Entries supplied:
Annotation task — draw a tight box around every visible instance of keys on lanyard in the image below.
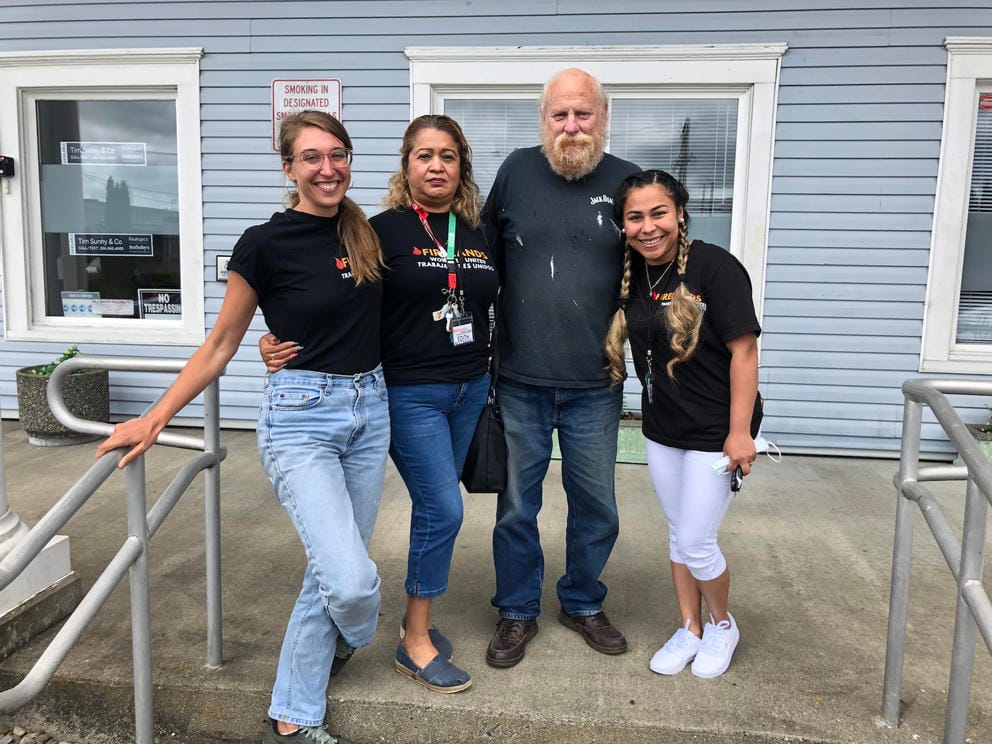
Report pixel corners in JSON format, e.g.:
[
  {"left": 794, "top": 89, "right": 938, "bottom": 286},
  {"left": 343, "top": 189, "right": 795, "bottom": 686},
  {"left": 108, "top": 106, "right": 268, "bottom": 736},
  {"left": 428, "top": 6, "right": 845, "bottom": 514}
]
[
  {"left": 644, "top": 349, "right": 654, "bottom": 405},
  {"left": 413, "top": 204, "right": 475, "bottom": 346}
]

What is needed: Copy out all of the records, swapping "lanyard" for "neck strap" and keeping everything else the same. Leave the pictures out.

Response for this exercise:
Annotation task — draw a tight box around every visible instance of keys on neck strap in the image below.
Report pixel corners in JSON format, e.g.:
[
  {"left": 794, "top": 89, "right": 938, "bottom": 286},
  {"left": 343, "top": 189, "right": 795, "bottom": 686},
  {"left": 108, "top": 106, "right": 268, "bottom": 736},
  {"left": 428, "top": 6, "right": 845, "bottom": 514}
]
[
  {"left": 644, "top": 349, "right": 654, "bottom": 405},
  {"left": 413, "top": 204, "right": 475, "bottom": 346}
]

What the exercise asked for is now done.